__課題__:
1 - 下のソーシャルレンディングについての文章を、2文でまとめてください。
2 - 次の(a)〜(c)が、下のソーシャルレンディングについての文章の内容と合っているかどうかを「はい」か「いいえ」で答え、判断の決め手になる文章中の言葉をそのまま引用してください。
(a) ソーシャルレンディングは、クラウドファンディングと呼ばれる投資手法の1つである。
(b) SBIは5月24日に事業の拡大を発表した。
(c) maneoマーケットは金融庁から処分を受けた。
3 - 下のソーシャルレンディングについての文章では、預金などと比べてどのくらいの利回りが得られるとされていますか。
------ 引用文
預金に代わるサービスに?アイフルがソーシャルレンディング参戦

不祥事が相次いだソーシャルレンディング業界

ソーシャルレンディングとは、個人投資家とお金を借りたい企業をインターネット上でマッチングするサービスで、クラウドファンディングと呼ばれる投資手法の1つです。マイナス金利下で個人マネーの受け皿になってきたのが、このソーシャルレンディング。預金などと比べて5%から7%程度の高い利回りが得られることから人気を集めているマーケットです。

しかし、直近では最大手のSBIソーシャルレンディングが手がけるファンドで集めた資金を目的外に流用していたことが判明しています。SBIソーシャルレンディングが太陽光発電事業者に融資した資金が計画通りに使われていなかったことや、業者の社長が金融機関から融資金をだまし取った詐欺容疑で逮捕される事態にまで発展しており、SBIは5月24日に事業撤退を発表しています。また、ソーシャルレンディングの草分け的存在のmaneoマーケットも、集めた資金の目的外流用が発覚して金融庁から処分を受けています。

本来であれば、お金に余裕がある、または、預金するだけではもったいないと感じている個人と、お金が必要な企業を結びつける「お金が循環」する“よい仕組み”のはずのソーシャルレンディングです。

しかし、ここ最近の不祥事のニュースにより、悪いイメージを持っている個人投資家もいるのではないでしょうか。
------------
------ データセット
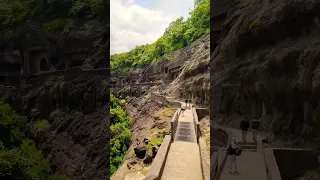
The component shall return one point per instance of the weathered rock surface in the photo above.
(76, 141)
(147, 125)
(267, 66)
(194, 79)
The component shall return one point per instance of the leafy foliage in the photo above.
(19, 157)
(120, 133)
(179, 34)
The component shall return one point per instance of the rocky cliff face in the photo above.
(151, 118)
(77, 111)
(194, 79)
(267, 66)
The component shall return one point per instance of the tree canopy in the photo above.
(179, 34)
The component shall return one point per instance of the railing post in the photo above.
(172, 131)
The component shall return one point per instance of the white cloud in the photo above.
(132, 23)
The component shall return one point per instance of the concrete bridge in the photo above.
(257, 161)
(135, 84)
(180, 154)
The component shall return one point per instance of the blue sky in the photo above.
(137, 22)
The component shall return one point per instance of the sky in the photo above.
(138, 22)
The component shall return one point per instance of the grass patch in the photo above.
(147, 96)
(42, 124)
(165, 113)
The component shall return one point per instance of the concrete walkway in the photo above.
(183, 161)
(250, 165)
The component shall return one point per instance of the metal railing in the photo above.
(174, 123)
(196, 123)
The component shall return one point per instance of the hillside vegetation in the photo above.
(120, 133)
(19, 157)
(179, 34)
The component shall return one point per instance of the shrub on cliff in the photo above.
(120, 133)
(179, 34)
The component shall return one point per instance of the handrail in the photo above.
(196, 123)
(160, 160)
(174, 123)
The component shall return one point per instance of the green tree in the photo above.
(179, 34)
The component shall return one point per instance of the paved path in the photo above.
(251, 165)
(183, 161)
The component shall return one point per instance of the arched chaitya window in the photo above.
(43, 64)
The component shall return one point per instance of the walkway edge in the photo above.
(160, 160)
(271, 165)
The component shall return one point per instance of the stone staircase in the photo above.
(249, 146)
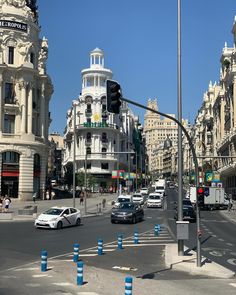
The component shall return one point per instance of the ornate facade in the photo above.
(25, 91)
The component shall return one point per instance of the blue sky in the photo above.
(139, 39)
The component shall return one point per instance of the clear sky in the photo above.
(139, 39)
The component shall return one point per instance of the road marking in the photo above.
(33, 285)
(233, 285)
(41, 276)
(125, 268)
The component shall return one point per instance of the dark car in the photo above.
(189, 213)
(127, 212)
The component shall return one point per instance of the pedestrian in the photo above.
(81, 198)
(230, 204)
(7, 202)
(34, 196)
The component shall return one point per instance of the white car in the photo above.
(154, 200)
(58, 217)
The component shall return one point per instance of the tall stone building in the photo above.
(157, 130)
(25, 91)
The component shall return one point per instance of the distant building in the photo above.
(25, 92)
(97, 133)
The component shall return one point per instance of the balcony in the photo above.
(88, 141)
(88, 112)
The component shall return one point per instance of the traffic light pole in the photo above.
(195, 164)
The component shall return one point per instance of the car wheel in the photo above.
(134, 220)
(59, 225)
(78, 221)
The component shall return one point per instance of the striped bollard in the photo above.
(128, 286)
(156, 230)
(100, 247)
(136, 237)
(120, 241)
(80, 267)
(76, 253)
(44, 257)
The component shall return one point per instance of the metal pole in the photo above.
(74, 164)
(136, 164)
(85, 183)
(195, 166)
(180, 152)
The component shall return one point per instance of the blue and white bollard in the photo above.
(128, 286)
(156, 230)
(80, 268)
(100, 247)
(76, 253)
(44, 257)
(136, 238)
(120, 242)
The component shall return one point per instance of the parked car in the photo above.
(138, 198)
(123, 199)
(189, 213)
(127, 212)
(58, 217)
(154, 200)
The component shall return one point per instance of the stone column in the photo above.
(23, 106)
(1, 105)
(234, 102)
(30, 109)
(222, 117)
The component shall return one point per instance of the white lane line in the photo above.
(62, 284)
(41, 276)
(29, 268)
(33, 285)
(221, 240)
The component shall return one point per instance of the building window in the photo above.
(9, 124)
(104, 166)
(88, 151)
(11, 55)
(9, 93)
(32, 57)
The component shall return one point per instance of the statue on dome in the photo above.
(43, 56)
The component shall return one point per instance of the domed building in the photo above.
(25, 91)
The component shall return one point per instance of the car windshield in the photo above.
(53, 211)
(126, 206)
(187, 202)
(155, 197)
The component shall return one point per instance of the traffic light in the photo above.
(113, 97)
(200, 195)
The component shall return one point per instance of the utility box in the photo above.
(182, 230)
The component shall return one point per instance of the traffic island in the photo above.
(6, 215)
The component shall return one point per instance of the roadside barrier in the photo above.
(44, 257)
(120, 242)
(136, 237)
(128, 285)
(157, 229)
(76, 253)
(100, 247)
(80, 268)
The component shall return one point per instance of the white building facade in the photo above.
(99, 134)
(25, 91)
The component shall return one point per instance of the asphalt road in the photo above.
(218, 242)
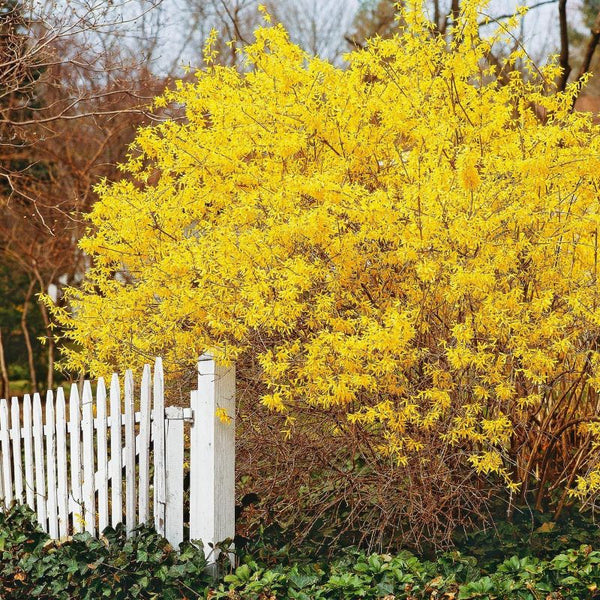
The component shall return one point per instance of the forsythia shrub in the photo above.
(408, 241)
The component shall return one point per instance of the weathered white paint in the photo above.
(60, 477)
(212, 480)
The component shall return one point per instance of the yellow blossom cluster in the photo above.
(406, 237)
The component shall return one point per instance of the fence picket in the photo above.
(15, 434)
(174, 476)
(40, 471)
(51, 495)
(61, 465)
(144, 447)
(212, 455)
(28, 451)
(130, 491)
(115, 452)
(75, 440)
(87, 425)
(57, 464)
(102, 456)
(5, 443)
(160, 498)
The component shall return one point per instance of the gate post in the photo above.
(212, 456)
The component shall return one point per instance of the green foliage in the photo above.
(573, 574)
(146, 567)
(529, 533)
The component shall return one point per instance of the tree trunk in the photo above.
(564, 45)
(5, 392)
(32, 376)
(50, 341)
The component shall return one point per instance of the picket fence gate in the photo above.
(83, 468)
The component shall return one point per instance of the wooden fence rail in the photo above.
(80, 467)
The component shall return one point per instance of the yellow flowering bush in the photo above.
(406, 242)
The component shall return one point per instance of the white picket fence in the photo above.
(83, 468)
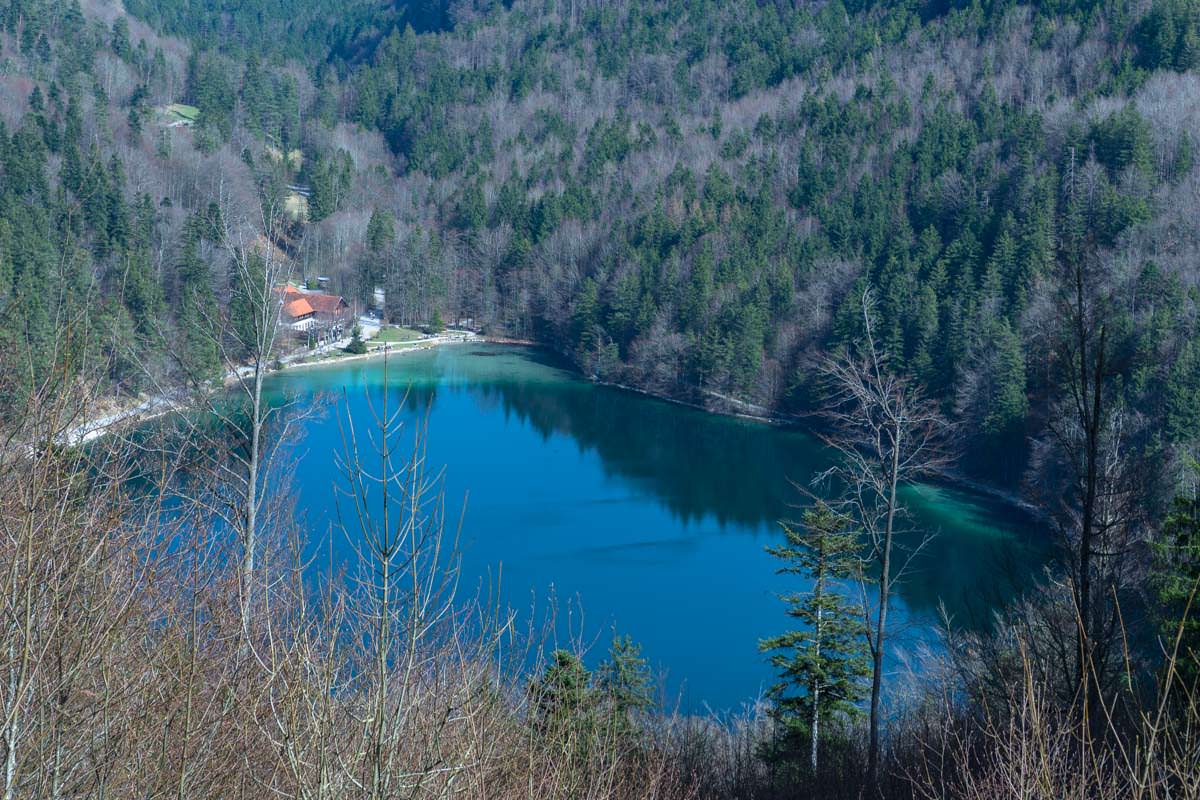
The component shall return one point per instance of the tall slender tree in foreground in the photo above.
(887, 435)
(822, 666)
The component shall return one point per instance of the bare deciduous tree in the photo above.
(887, 437)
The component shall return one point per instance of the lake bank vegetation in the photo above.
(160, 645)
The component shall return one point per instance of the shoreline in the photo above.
(154, 407)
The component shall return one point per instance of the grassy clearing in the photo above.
(179, 113)
(297, 206)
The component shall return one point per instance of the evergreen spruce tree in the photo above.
(1175, 578)
(822, 666)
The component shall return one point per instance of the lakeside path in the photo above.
(145, 408)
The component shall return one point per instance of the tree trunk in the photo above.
(873, 758)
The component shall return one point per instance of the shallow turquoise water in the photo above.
(635, 512)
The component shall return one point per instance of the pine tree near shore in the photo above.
(822, 666)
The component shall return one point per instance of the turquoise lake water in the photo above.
(637, 513)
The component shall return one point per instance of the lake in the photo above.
(639, 513)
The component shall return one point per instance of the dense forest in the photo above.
(687, 197)
(964, 223)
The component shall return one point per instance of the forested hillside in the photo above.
(690, 197)
(684, 196)
(960, 238)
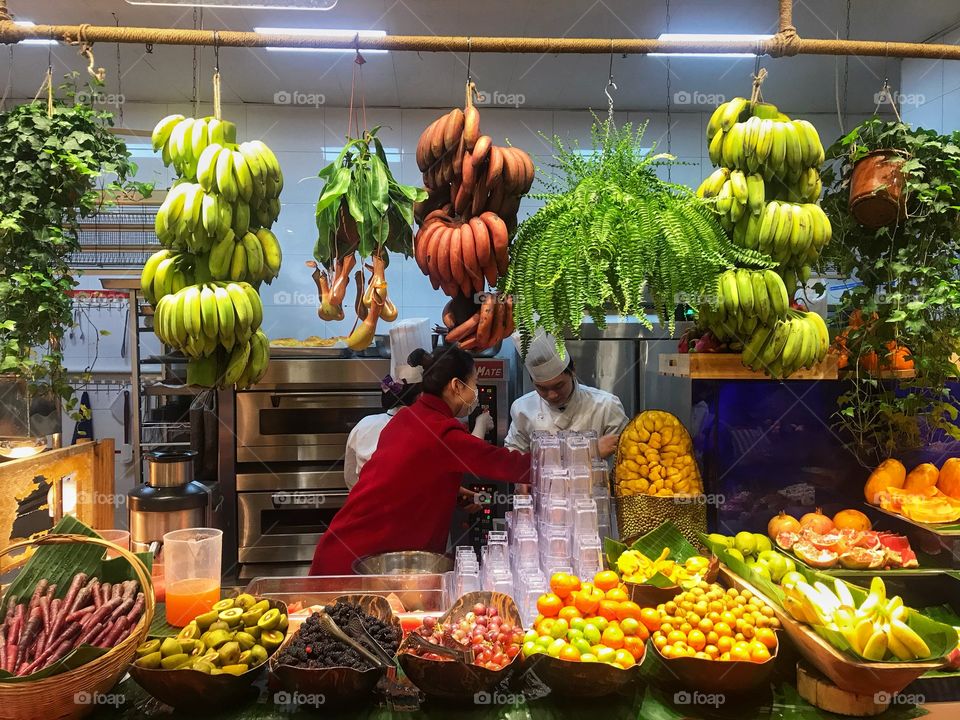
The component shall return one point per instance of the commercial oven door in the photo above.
(284, 526)
(275, 426)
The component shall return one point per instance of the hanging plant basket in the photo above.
(876, 189)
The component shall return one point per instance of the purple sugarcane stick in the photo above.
(134, 615)
(78, 580)
(29, 635)
(117, 631)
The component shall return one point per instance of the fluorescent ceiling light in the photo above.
(32, 41)
(251, 5)
(699, 37)
(313, 32)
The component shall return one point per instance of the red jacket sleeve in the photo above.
(462, 452)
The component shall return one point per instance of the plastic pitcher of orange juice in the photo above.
(191, 561)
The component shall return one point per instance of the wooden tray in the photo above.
(861, 678)
(729, 366)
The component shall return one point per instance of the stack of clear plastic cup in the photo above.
(585, 521)
(576, 451)
(580, 483)
(589, 556)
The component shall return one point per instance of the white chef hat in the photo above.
(405, 337)
(543, 362)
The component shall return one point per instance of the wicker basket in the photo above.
(639, 514)
(55, 697)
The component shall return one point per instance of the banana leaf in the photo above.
(58, 564)
(652, 544)
(939, 637)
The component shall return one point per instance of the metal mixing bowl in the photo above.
(408, 562)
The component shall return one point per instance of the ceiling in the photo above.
(407, 79)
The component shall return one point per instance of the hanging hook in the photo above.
(469, 58)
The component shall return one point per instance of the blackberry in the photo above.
(311, 647)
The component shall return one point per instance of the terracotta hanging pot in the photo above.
(876, 189)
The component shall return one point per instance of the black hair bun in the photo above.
(420, 358)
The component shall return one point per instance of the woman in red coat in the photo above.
(407, 492)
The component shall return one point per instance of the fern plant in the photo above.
(610, 233)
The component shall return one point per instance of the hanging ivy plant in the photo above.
(612, 233)
(906, 308)
(56, 169)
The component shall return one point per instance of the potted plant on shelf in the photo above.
(611, 237)
(902, 316)
(361, 208)
(58, 166)
(877, 151)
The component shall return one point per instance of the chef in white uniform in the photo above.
(560, 401)
(401, 387)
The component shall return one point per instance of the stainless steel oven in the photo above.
(291, 434)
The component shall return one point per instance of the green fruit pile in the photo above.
(218, 247)
(765, 192)
(756, 550)
(236, 635)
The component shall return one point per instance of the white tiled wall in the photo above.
(932, 91)
(306, 139)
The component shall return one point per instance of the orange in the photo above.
(676, 636)
(618, 595)
(612, 637)
(634, 646)
(563, 584)
(696, 640)
(628, 609)
(608, 609)
(588, 599)
(606, 580)
(624, 658)
(549, 605)
(651, 618)
(767, 637)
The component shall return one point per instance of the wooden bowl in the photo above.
(338, 685)
(861, 678)
(193, 690)
(452, 680)
(718, 676)
(578, 679)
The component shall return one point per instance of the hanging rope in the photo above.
(757, 96)
(216, 77)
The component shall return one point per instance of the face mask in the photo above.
(472, 405)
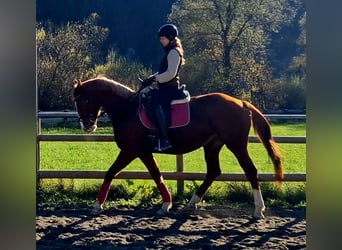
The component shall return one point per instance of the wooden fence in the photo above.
(178, 175)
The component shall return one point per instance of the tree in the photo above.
(63, 54)
(227, 39)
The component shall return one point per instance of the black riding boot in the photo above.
(163, 142)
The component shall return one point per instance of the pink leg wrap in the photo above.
(102, 196)
(164, 192)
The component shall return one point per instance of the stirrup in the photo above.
(162, 145)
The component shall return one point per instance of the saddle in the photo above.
(178, 115)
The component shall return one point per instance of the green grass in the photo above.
(100, 155)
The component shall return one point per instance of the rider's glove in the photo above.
(148, 81)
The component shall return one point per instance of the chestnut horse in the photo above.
(216, 119)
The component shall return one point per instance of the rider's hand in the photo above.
(148, 81)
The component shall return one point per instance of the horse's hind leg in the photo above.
(251, 172)
(211, 154)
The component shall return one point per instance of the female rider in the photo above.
(167, 79)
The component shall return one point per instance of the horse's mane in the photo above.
(118, 88)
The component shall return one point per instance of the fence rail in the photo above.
(179, 175)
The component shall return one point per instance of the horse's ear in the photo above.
(77, 82)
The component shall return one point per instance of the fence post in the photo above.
(180, 168)
(38, 132)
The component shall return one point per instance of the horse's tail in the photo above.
(262, 130)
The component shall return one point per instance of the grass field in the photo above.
(100, 155)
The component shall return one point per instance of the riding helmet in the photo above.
(168, 30)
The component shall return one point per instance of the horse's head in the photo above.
(87, 107)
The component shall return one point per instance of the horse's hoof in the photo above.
(162, 212)
(258, 214)
(97, 209)
(165, 208)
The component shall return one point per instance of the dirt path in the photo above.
(207, 228)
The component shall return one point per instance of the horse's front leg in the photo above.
(152, 167)
(123, 159)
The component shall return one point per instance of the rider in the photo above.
(167, 79)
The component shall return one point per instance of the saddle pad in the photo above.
(180, 116)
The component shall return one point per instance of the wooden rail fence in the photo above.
(178, 175)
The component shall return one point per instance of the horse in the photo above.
(216, 119)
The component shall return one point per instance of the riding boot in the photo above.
(163, 142)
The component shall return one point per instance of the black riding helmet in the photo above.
(168, 30)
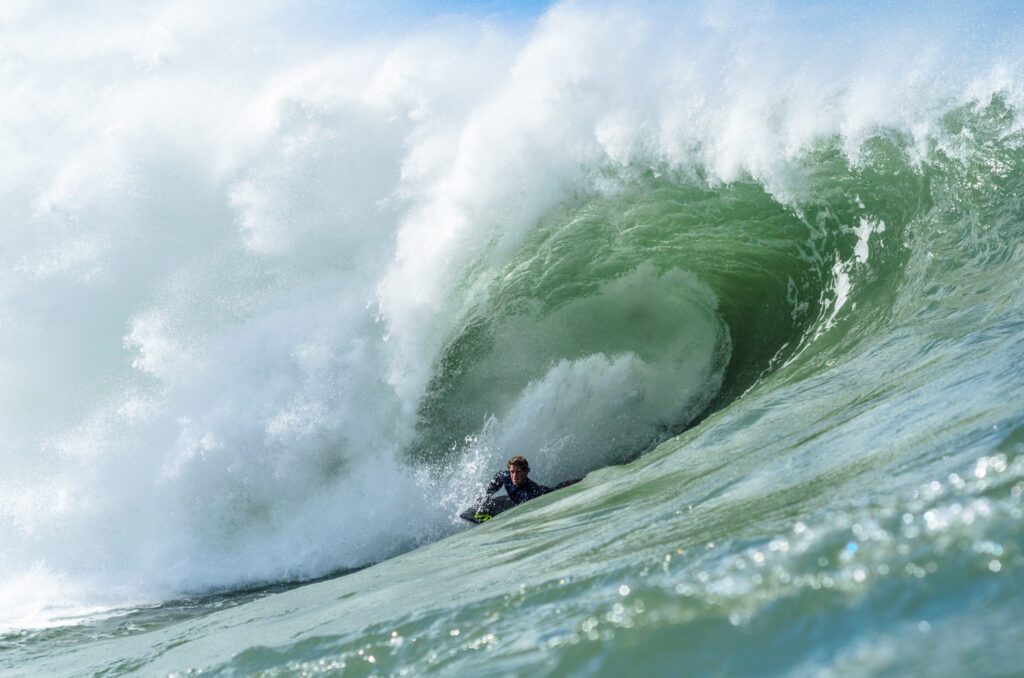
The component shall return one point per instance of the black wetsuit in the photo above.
(520, 494)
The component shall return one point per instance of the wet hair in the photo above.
(520, 463)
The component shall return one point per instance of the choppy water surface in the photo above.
(268, 325)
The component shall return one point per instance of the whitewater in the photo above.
(283, 285)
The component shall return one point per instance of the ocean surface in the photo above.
(283, 285)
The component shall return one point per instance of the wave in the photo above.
(273, 308)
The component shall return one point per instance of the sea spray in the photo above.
(255, 289)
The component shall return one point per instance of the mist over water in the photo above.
(278, 295)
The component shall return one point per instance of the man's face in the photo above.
(518, 475)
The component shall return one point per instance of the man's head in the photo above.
(519, 468)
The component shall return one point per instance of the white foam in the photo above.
(232, 252)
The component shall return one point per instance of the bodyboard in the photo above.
(486, 510)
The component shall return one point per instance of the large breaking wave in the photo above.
(274, 307)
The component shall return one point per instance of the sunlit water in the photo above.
(279, 296)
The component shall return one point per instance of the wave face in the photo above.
(283, 288)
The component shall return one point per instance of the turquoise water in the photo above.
(268, 327)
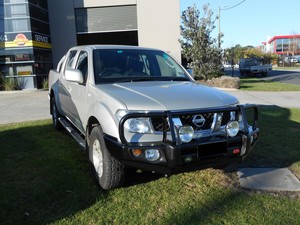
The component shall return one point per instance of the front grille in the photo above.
(187, 119)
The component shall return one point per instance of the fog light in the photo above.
(236, 151)
(152, 154)
(186, 133)
(137, 153)
(232, 128)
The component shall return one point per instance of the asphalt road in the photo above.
(285, 76)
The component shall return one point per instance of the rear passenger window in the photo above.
(82, 64)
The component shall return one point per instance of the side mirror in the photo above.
(74, 75)
(190, 71)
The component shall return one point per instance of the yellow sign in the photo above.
(22, 41)
(23, 73)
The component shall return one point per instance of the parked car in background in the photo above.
(250, 66)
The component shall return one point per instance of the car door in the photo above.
(63, 93)
(76, 101)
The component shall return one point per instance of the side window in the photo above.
(82, 64)
(168, 67)
(70, 59)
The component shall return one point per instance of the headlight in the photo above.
(232, 128)
(152, 154)
(139, 125)
(186, 133)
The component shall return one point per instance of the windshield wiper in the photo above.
(135, 79)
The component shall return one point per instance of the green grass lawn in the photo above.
(46, 179)
(256, 84)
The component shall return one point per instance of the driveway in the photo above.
(21, 106)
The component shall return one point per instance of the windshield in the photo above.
(130, 65)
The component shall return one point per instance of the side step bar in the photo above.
(72, 131)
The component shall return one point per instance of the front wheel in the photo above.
(108, 170)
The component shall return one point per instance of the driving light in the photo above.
(137, 153)
(186, 133)
(232, 128)
(152, 154)
(139, 125)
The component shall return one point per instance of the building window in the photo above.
(279, 47)
(104, 19)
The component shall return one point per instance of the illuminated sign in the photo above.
(21, 40)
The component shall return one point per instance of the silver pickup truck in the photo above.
(137, 107)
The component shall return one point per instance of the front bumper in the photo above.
(176, 157)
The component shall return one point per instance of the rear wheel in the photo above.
(108, 170)
(55, 115)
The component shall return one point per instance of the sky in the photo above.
(253, 21)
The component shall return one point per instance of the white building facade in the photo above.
(146, 23)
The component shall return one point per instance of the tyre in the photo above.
(55, 115)
(108, 171)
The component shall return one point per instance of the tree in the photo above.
(198, 47)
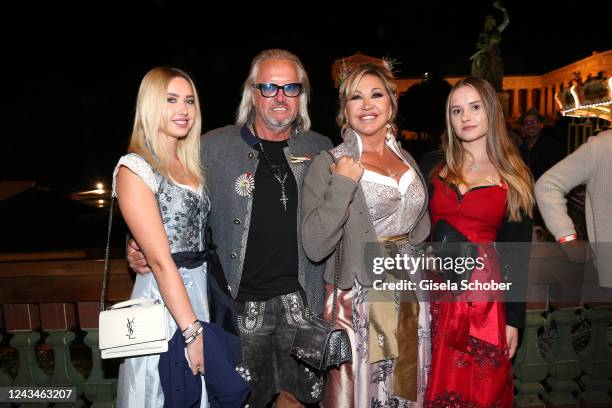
------------
__解答__:
1 - ソーシャルレンディングは、個人投資家とお金を借りたい企業をインターネット上で結びつけるサービスで、預金などより高い5%から7%程度の利回りが得られることから人気を集めてきました。しかし最近、最大手のSBIソーシャルレンディングやmaneoマーケットで集めた資金の目的外流用が明らかになり、悪いイメージを持つ個人投資家もいるのではと文章は述べています。

2 -
(a) はい。「クラウドファンディングと呼ばれる投資手法の1つです」
(b) いいえ。「SBIは5月24日に事業撤退を発表しています」
(c) はい。「maneoマーケットも、集めた資金の目的外流用が発覚して金融庁から処分を受けています」

3 - 5%から7%程度です。